Set out each line from the following listing that includes the word "liquid".

== == ==

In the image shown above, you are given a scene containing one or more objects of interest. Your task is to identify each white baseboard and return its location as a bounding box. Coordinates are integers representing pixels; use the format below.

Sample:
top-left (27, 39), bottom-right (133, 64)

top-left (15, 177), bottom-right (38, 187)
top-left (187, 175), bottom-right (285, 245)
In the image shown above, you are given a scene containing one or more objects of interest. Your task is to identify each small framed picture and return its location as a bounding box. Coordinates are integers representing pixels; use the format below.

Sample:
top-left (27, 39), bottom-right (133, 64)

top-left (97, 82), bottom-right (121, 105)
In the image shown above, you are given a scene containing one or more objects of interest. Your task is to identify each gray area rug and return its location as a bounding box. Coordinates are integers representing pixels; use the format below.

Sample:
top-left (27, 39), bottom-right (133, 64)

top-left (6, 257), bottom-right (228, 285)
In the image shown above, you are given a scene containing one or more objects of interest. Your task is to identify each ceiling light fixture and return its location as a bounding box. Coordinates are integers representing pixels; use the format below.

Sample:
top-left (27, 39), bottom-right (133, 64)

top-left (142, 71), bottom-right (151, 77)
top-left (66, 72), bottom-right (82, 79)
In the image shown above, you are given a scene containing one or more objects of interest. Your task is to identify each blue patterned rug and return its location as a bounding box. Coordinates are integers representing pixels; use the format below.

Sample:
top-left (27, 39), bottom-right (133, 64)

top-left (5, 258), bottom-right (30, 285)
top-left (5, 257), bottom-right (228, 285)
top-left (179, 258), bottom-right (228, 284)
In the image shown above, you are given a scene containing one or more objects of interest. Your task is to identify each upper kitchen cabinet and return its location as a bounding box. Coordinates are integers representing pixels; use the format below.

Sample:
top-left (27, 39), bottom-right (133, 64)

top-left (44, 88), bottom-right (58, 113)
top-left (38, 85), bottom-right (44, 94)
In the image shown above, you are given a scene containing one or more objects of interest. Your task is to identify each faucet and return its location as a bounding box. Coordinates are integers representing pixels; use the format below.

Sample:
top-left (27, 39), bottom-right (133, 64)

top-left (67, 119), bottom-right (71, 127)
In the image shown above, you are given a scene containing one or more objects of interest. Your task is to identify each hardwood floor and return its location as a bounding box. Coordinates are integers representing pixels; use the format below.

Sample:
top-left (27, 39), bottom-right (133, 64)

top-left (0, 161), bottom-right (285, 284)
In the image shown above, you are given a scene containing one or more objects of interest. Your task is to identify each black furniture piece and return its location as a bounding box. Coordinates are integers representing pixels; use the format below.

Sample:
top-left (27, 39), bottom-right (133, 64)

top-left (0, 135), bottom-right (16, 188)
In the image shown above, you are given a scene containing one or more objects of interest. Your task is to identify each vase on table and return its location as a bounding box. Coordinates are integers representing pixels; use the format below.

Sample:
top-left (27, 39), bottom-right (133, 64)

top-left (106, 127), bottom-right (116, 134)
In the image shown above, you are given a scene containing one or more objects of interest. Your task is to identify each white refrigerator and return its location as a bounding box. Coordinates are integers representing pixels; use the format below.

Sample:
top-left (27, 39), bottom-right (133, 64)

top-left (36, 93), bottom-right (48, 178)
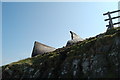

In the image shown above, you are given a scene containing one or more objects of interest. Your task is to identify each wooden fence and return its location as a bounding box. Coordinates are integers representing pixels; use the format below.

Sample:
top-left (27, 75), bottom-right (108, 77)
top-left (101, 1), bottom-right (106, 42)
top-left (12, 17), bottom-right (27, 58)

top-left (103, 10), bottom-right (120, 29)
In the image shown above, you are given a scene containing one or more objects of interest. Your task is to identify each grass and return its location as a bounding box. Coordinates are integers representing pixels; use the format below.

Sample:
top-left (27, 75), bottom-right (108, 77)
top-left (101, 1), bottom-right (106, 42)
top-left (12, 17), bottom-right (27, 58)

top-left (1, 27), bottom-right (120, 78)
top-left (2, 27), bottom-right (120, 67)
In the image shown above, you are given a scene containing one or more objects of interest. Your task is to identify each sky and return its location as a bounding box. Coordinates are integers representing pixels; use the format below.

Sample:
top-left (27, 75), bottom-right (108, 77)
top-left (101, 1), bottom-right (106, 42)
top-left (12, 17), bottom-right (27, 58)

top-left (0, 2), bottom-right (2, 66)
top-left (2, 2), bottom-right (118, 66)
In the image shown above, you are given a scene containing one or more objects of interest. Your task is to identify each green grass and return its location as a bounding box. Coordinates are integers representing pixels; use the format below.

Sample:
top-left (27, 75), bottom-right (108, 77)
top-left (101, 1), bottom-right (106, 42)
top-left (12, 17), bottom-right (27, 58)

top-left (2, 27), bottom-right (120, 67)
top-left (1, 27), bottom-right (120, 78)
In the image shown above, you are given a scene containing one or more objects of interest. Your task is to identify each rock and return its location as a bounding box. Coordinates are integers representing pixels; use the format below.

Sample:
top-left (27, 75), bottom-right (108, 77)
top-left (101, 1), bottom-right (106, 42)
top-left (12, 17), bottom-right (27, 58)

top-left (0, 67), bottom-right (2, 80)
top-left (1, 27), bottom-right (120, 79)
top-left (32, 41), bottom-right (56, 57)
top-left (66, 31), bottom-right (84, 46)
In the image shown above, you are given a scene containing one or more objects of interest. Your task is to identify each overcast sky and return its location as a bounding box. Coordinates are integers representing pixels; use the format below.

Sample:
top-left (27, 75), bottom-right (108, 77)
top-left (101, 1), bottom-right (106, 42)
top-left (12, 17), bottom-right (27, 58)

top-left (2, 2), bottom-right (118, 66)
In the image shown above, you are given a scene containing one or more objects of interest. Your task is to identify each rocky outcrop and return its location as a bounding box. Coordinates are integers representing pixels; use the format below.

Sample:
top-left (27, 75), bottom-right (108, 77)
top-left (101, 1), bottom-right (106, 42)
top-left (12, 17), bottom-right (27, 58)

top-left (32, 41), bottom-right (56, 57)
top-left (1, 27), bottom-right (120, 79)
top-left (32, 31), bottom-right (83, 57)
top-left (66, 31), bottom-right (84, 46)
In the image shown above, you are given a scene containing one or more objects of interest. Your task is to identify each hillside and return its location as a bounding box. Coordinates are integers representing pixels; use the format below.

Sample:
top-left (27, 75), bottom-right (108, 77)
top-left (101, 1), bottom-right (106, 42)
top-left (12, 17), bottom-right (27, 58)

top-left (2, 27), bottom-right (120, 79)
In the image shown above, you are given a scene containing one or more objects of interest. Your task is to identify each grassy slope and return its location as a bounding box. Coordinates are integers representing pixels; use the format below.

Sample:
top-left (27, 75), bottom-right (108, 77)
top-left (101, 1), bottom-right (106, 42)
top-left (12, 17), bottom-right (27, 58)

top-left (2, 27), bottom-right (120, 78)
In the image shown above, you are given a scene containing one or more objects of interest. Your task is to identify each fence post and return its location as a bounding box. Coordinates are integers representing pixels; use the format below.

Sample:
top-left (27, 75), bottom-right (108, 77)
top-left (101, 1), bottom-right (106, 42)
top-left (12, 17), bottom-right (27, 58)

top-left (107, 12), bottom-right (114, 29)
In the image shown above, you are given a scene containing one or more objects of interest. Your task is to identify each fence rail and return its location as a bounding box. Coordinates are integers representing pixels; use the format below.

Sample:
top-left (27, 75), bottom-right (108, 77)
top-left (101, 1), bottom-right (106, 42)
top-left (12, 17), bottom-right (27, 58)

top-left (103, 10), bottom-right (120, 15)
top-left (103, 10), bottom-right (120, 29)
top-left (105, 16), bottom-right (120, 21)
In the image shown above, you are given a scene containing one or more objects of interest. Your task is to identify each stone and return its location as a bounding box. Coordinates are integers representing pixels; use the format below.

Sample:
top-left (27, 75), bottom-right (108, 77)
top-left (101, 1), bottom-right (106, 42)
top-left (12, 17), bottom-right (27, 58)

top-left (66, 31), bottom-right (84, 46)
top-left (31, 41), bottom-right (56, 57)
top-left (2, 27), bottom-right (120, 79)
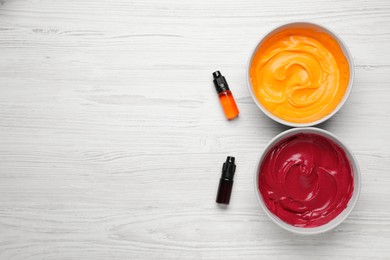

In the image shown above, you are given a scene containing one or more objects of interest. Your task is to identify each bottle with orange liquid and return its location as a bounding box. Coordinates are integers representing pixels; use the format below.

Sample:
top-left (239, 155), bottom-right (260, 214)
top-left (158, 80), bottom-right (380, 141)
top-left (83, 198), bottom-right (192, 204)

top-left (212, 71), bottom-right (239, 120)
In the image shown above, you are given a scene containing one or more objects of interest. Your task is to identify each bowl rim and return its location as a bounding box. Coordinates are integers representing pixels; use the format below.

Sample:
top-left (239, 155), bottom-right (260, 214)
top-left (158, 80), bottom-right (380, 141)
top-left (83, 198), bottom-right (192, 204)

top-left (246, 22), bottom-right (355, 127)
top-left (253, 127), bottom-right (361, 234)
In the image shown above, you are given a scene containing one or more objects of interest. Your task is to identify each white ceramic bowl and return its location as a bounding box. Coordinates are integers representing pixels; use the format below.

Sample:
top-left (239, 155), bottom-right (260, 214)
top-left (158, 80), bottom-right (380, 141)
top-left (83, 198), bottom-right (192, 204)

top-left (254, 127), bottom-right (361, 234)
top-left (247, 22), bottom-right (354, 127)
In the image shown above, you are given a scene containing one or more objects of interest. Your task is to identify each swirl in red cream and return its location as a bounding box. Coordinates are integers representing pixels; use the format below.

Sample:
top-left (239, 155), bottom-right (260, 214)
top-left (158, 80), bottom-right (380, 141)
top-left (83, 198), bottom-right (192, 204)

top-left (258, 133), bottom-right (354, 227)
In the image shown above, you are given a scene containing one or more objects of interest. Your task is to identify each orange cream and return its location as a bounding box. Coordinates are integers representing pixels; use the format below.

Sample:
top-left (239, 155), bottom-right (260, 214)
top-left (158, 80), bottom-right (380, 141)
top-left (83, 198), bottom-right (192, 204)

top-left (249, 25), bottom-right (350, 123)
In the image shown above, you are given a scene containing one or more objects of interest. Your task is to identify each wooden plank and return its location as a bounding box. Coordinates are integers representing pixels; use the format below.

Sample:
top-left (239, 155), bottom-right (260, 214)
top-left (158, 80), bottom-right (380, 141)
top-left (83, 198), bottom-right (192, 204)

top-left (0, 0), bottom-right (389, 258)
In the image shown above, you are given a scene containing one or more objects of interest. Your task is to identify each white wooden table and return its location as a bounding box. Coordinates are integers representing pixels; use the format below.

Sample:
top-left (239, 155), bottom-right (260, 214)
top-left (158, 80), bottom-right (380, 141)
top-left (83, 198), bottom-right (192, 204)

top-left (1, 0), bottom-right (389, 259)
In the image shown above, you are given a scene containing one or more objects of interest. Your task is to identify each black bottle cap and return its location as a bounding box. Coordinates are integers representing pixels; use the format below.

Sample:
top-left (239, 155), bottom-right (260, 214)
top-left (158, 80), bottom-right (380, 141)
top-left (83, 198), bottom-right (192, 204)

top-left (212, 71), bottom-right (230, 94)
top-left (221, 156), bottom-right (236, 180)
top-left (216, 156), bottom-right (236, 205)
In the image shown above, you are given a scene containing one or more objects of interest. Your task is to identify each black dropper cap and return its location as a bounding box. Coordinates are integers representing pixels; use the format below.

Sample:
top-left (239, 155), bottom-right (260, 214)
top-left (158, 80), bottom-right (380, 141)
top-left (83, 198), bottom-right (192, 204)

top-left (212, 71), bottom-right (230, 94)
top-left (216, 156), bottom-right (236, 205)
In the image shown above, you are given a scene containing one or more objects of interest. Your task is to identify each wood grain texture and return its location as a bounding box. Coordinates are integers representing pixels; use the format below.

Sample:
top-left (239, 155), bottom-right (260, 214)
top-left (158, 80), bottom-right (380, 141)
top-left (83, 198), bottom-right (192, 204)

top-left (0, 0), bottom-right (390, 259)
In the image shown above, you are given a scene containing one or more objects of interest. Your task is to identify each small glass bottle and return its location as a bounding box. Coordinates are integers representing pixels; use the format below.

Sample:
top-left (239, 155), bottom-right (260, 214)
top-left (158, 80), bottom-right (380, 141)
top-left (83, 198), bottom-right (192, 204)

top-left (216, 156), bottom-right (236, 205)
top-left (212, 71), bottom-right (239, 120)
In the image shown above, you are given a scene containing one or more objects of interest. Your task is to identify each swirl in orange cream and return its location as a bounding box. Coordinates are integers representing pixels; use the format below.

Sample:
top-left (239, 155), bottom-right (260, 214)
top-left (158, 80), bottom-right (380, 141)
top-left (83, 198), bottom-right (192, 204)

top-left (250, 26), bottom-right (350, 123)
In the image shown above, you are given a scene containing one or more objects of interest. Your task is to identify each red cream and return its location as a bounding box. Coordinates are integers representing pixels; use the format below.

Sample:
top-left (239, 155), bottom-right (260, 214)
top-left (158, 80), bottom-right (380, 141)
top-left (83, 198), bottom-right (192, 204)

top-left (258, 133), bottom-right (354, 228)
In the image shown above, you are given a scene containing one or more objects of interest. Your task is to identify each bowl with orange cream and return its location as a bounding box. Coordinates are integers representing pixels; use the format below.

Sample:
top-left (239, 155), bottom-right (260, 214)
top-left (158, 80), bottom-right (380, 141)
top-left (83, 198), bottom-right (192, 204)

top-left (248, 22), bottom-right (353, 126)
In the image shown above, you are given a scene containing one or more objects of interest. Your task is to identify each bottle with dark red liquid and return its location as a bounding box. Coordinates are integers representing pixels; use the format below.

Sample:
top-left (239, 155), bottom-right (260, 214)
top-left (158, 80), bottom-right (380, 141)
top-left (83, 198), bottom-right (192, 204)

top-left (216, 156), bottom-right (236, 205)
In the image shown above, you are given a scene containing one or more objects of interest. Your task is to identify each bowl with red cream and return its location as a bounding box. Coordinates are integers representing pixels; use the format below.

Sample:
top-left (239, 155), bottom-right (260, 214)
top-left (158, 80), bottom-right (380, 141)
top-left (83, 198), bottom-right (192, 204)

top-left (247, 22), bottom-right (354, 127)
top-left (255, 128), bottom-right (360, 234)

== == ==

> _Response to the exercise_
In the image shown above, you are given a scene containing one or more objects of interest. Your task is to identify each bottle with orange liquid and return its location as a bounding box. Coordinates are integers representing pixels; use the format below.
In the image shown above, you are given a scene containing one or more objects of interest. Your task is to identify each bottle with dark red liquid and return its location as a bounding box. Coordinates are integers representing pixels; use the format below.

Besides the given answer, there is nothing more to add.